Your objective:
With no addition or omission, return the entries below.

Saved data entries:
Segment Open

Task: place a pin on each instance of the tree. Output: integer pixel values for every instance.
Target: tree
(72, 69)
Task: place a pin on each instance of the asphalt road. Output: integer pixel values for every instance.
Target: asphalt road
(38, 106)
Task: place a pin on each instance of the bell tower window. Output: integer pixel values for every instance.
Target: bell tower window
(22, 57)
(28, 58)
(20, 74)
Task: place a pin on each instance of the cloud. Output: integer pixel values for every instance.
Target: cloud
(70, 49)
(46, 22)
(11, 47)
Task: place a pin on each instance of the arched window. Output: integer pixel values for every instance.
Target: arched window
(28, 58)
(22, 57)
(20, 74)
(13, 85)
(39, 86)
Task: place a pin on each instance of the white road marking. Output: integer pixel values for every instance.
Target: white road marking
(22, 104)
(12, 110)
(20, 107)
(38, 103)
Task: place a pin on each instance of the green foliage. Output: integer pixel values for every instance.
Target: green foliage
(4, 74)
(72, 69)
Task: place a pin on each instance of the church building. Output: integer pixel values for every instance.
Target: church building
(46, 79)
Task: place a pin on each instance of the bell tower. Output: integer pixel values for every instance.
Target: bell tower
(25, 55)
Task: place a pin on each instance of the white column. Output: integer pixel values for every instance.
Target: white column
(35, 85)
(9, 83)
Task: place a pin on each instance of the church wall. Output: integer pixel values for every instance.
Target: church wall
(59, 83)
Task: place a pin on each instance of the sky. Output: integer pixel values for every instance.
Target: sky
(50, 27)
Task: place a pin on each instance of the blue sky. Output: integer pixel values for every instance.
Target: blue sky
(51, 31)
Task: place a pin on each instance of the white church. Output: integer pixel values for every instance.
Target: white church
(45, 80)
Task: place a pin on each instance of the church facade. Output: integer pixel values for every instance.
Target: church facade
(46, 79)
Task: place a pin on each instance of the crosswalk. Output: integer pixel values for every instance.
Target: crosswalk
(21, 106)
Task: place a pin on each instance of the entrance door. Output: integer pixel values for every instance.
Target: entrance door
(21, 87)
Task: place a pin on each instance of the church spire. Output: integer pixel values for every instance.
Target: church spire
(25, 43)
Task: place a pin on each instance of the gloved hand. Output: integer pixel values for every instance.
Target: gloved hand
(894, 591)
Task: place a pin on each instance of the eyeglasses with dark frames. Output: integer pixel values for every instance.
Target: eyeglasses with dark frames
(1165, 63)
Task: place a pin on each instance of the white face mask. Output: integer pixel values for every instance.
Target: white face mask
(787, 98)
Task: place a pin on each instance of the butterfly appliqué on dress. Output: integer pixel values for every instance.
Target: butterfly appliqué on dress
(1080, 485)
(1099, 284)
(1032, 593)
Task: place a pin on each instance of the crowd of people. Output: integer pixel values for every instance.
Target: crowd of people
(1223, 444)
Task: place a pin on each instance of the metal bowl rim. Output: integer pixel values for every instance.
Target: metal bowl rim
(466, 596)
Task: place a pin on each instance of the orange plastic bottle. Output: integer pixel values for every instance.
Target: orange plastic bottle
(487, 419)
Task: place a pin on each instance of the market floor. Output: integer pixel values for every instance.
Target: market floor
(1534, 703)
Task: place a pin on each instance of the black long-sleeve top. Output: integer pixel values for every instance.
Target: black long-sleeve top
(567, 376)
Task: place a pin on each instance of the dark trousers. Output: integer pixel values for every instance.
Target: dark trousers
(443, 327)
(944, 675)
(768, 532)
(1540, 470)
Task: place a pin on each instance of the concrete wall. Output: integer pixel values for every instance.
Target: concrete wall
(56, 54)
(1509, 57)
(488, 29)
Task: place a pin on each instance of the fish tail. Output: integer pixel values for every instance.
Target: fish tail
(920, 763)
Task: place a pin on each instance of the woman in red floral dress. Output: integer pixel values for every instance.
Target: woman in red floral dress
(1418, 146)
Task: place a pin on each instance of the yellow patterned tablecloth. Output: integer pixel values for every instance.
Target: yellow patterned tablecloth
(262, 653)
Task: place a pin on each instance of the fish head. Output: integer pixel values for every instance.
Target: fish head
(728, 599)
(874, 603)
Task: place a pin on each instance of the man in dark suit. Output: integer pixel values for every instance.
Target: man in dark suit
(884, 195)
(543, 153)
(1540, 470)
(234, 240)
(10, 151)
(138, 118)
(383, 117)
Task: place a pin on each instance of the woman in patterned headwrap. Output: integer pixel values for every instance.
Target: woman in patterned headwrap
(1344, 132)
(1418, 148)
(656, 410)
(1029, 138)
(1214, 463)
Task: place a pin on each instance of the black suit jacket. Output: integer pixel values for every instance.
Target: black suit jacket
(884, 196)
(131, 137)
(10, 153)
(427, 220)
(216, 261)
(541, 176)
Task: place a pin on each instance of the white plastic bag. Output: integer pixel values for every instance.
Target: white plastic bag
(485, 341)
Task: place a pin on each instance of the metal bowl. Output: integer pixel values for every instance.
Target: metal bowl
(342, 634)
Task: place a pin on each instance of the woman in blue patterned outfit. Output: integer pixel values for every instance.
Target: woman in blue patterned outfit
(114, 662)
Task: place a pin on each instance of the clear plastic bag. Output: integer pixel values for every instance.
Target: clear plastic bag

Segment Closed

Exercise answer:
Task: place a pin on each instance of the tree. Output: integer pixel values for every instance.
Target: tree
(72, 69)
Task: place a pin on each instance of the asphalt road. Output: integer pixel values for every instance.
Target: asphalt road
(38, 106)
Task: place a pin on each instance of the bell tower window. Output: integer pixel values for every instance.
Target: bell tower window
(22, 57)
(28, 58)
(20, 74)
Task: place a pin on each instance of the cloud. Output: integer pixel values for every instance.
Target: cloud
(70, 49)
(46, 22)
(11, 47)
Task: place a pin on each instance of the arched window. Output: integer pixel values for every instance.
Target: arched window
(28, 58)
(22, 57)
(20, 74)
(13, 85)
(39, 86)
Task: place a pin on each instance of the white road marking. Output: integer pixel values for every instance.
Target: white road marking
(22, 104)
(12, 110)
(20, 107)
(38, 103)
Task: place a pin on each instance of the green foliage. Output: integer pixel values for every instance.
Target: green foliage
(4, 74)
(72, 69)
Task: place a pin on each instance of the church building. Output: integer pixel values for every instance.
Target: church building
(46, 79)
Task: place a pin on each instance of the bell tower. Output: integer pixel values for every instance.
Target: bell tower
(25, 55)
Task: place a pin on each instance of the white column. Output: integer pixel values for every instance.
Target: white column
(35, 85)
(9, 83)
Task: place a pin on each instance of the church wall. Output: integer pixel values for every instance.
Target: church wall
(59, 83)
Task: place a pin on each instance of the sky. Output: integer pixel values for every instance.
Target: sky
(50, 27)
Task: place a pin on each instance of the blue sky. Output: integer pixel values for every instance.
Target: blue sky
(51, 31)
Task: place a pin on each instance of the white church. Output: integer pixel values for every instance.
Target: white church
(45, 80)
Task: place a pin on each instance of the church facade. Output: integer pixel values for every instance.
Target: church facade
(46, 79)
Task: place a pin on each instance of the crosswalk. Output: integer pixel values for every instance.
Target: crosswalk
(21, 106)
Task: place a pin on each instance of the entrance door. Output: integer pixel values for every instance.
Target: entrance door
(21, 87)
Task: place a pin on each instance of the church spire. Output: integer pixel values for every instance.
Target: church spire
(25, 43)
Task: place a pin on each instance of the gloved hand. Output: integer pixel values for every instance.
Target: gloved hand
(894, 591)
Task: place a pin on each instance of the eyeglasses with dark frames. Output: integer pixel values for every instance.
Target: eyeglasses with dark frames
(1165, 63)
Task: place a pin on each instance of the white face mask. Output: integer pixel values for every instance.
Target: white face mask
(787, 98)
Task: place a pin on each instance of the butterfly appliqué on dress. Output: integer pixel values for every instance.
Target: butterfly appliqué on dress
(1080, 485)
(1099, 284)
(1032, 593)
Task: place a pin on each instance of the crowd of people. Output: integer pixel values for every instance.
Target: crowd of people
(1223, 444)
Task: place a pin on each instance of the metal bowl rim. Output: integer pixel values for every instance.
Target: metal bowl rim
(466, 596)
Task: place a pin on each instance of the orange plastic bottle. Output: integer pixel values for every instance.
Target: orange plastic bottle
(487, 419)
Task: place a pin on each instance of the market floor. Output: integer pixel values for every instance.
Target: market floor
(1534, 703)
Task: place a pin on each instance of the black long-sleeve top. Output: integer pixel values for every instance.
Target: black long-sleeve top
(567, 376)
Task: place a pin on each instance of the dark trousers. Output: integer pixel values for every instance.
Target: dark trousers
(443, 327)
(944, 675)
(768, 532)
(1540, 470)
Task: place a pin on each instance of the concrete wall. Output: integer pixel values for every instance.
Target: concrete wall
(56, 54)
(1509, 57)
(488, 29)
Task: place a pin on each instance of the fish tail. Output: integer pixel values for every instance.
Target: fish tail
(920, 763)
Task: place a pin on each instance of the woman in red floral dress. Output: integer pixel values for every instance.
Target: woman in red floral dress
(1418, 146)
Task: place a pin on each instance of the yellow patterned tablecloth. Output: integer pixel values for every instance.
Target: yellow patterned tablecloth
(262, 653)
Task: place a pin on each instance of the fish head. Output: integer pixel values for every instance.
Target: fish head
(728, 599)
(874, 603)
Task: place a pin on each instance of the man in dark suit. Output: integer pixel values for every instance.
Target: man in dark suit
(884, 195)
(543, 153)
(1540, 470)
(234, 240)
(10, 151)
(138, 118)
(383, 117)
Task: place a pin on each instance of the woman in patterned headwrap. Output: integer pixel values for every instance.
Target: woman in patterned headwrap
(1344, 132)
(1418, 148)
(656, 410)
(1029, 138)
(1214, 463)
Task: place a pin on each instance of the black suit jacket. Output: integer pixel values for every instance.
Target: black suit jacket
(884, 196)
(131, 137)
(10, 153)
(427, 220)
(216, 261)
(541, 176)
Task: place a pin on each instance of the white plastic bag. Output: integer pixel values for every instance.
Target: white plastic bag
(485, 341)
Task: place a pin on each instance of the metal bowl. Output: integer pixel values for every instance.
Target: metal bowl
(342, 634)
Task: place a pin on each instance of the woman in blue patterned outfit. Output: integer pixel values for every instance.
Target: woman in blue patterned outfit
(114, 662)
Task: place a pin on each instance of the clear plastic bag. Output: integer pixel values for every instance.
Target: clear plastic bag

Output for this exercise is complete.